引用原文:
时间:2021-05-23
1. 基本介绍
tensorflow设备内存管理模块实现了一个best-fit with coalescing算法(后文简称bfc算法)。
bfc算法是Doung Lea's malloc(dlmalloc)的一个非常简单的版本。
它具有内存分配、释放、碎片管理等基本功能。
2. bfc基本算法思想
1. 数据结构
整个内存空间由一个按基址升序排列的Chunk双向链表来表示,它们的直接前趋和后继必须在地址连续的内存空间。Chunk结构体里含有实际大小、请求大小、是否被占用、基址、直接前趋、直接后继、Bin索引等信息。
2. 申请
用户申请一个内存块(malloc)。根据chunk双链表找到一个合适的内存块,如果该内存块的大小是用户申请的大小的二倍以上,那么就将该内存块切分成两块,这就是split操作。
返回其中一块给用户,并将该内存块标识为占用
Spilt操作会新增一个chunk,所以需要修改chunk双链表以维持前驱和后继关系
如果用户申请512的空间,正好有一块1024的chunk2是空闲的,由于1024/512 =2,所以chunk2 被split为2块:chunk2_1和chunk2_2。返回chunk2_1给用户并将其标志位占用状态。

来自数据集的记录
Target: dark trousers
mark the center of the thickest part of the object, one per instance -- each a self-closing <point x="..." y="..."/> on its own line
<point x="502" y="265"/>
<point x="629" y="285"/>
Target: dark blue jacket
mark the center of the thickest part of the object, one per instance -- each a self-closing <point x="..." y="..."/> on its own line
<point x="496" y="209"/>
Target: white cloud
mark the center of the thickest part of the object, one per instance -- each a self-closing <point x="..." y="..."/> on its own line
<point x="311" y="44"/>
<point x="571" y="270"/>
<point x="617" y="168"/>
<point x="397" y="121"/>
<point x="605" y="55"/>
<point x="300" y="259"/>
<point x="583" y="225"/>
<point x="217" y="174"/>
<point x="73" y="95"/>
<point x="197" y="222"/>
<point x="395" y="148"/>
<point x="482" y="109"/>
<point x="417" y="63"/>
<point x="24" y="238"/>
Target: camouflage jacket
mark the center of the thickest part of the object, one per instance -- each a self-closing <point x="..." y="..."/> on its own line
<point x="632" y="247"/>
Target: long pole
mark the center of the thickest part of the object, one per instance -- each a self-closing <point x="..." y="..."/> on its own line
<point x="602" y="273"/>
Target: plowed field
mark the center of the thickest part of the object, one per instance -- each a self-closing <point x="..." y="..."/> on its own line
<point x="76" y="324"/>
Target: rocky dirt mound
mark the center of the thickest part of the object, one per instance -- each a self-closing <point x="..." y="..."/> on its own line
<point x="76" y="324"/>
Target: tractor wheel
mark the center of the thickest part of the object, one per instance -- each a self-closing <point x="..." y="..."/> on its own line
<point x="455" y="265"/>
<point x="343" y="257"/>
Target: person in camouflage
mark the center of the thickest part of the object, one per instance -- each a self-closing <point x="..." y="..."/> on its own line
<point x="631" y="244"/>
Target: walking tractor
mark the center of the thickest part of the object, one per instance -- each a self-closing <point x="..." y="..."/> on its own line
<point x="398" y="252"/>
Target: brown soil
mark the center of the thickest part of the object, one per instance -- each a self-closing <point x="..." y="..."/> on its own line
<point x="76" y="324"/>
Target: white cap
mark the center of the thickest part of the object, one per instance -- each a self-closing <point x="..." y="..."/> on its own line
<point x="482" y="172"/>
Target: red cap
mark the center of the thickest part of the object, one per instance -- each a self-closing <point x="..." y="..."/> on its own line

任务说明:
A) 请把引用原文里从"bfc算法是Doung Lea's malloc(dlmalloc)的一个非常简单的版本。"一直到"两块,这就是split操作。"的那一段一字不差地重新写出来。
B) 对照引用原文,判断下面三种说法是否与原文相符。每项回答"是"或"否",并一字不差地引出起决定作用的原文字句。
(i) bfc算法是dlmalloc的一个非常简单的版本。
(ii) 整个内存空间由一个按基址降序排列的Chunk双向链表来表示。
(iii) split操作会新增一个chunk。

参考解答:
A)
bfc算法是Doung Lea's malloc(dlmalloc)的一个非常简单的版本。
它具有内存分配、释放、碎片管理等基本功能。
2. bfc基本算法思想
1. 数据结构
整个内存空间由一个按基址升序排列的Chunk双向链表来表示,它们的直接前趋和后继必须在地址连续的内存空间。Chunk结构体里含有实际大小、请求大小、是否被占用、基址、直接前趋、直接后继、Bin索引等信息。
2. 申请
用户申请一个内存块(malloc)。根据chunk双链表找到一个合适的内存块,如果该内存块的大小是用户申请的大小的二倍以上,那么就将该内存块切分成两块,这就是split操作。

B)
(i) 是:"bfc算法是Doung Lea's malloc(dlmalloc)的一个非常简单的版本"
(ii) 否:"整个内存空间由一个按基址升序排列的Chunk双向链表来表示"
(iii) 是:"Spilt操作会新增一个chunk"